* _Description of the task_: Find the line with "Identify the gravel" and the line with "Identify the dirt" in the entries below; output exactly those two lines, every line between them, and no others.

(Stored entries)
◆ ◆ ◆ ◆

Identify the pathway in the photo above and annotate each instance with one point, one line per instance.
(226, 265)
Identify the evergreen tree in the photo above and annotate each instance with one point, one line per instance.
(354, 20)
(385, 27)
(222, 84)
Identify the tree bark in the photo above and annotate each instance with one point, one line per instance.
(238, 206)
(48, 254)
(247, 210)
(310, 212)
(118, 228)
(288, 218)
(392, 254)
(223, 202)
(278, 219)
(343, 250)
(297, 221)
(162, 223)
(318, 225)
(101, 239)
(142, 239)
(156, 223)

◆ ◆ ◆ ◆

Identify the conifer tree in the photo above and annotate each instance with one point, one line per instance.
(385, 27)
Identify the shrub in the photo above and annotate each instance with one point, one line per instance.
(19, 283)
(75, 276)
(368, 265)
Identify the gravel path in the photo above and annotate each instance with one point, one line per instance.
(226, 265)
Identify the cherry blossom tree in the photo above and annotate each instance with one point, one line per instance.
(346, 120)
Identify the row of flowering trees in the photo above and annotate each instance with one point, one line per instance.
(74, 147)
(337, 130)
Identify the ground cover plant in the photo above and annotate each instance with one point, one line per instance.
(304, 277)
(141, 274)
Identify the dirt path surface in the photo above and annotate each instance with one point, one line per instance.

◆ ◆ ◆ ◆

* _Result for this exercise_:
Identify the gravel path in the photo above and annotate each instance with one point, one line per instance.
(226, 265)
Identify the cherry blossom tree in the photo above and annotate each instance with one point, one line per instance.
(346, 120)
Identify the row of flowering trees in the photo above and annotate each instance with one point, one line per instance.
(74, 147)
(337, 130)
Identify the ground cover plant in the photo above and annotate each instance with one point, one line per instance.
(304, 277)
(141, 274)
Identify the dirt path surface in the photo above and annotate each instance with one point, one line per instance.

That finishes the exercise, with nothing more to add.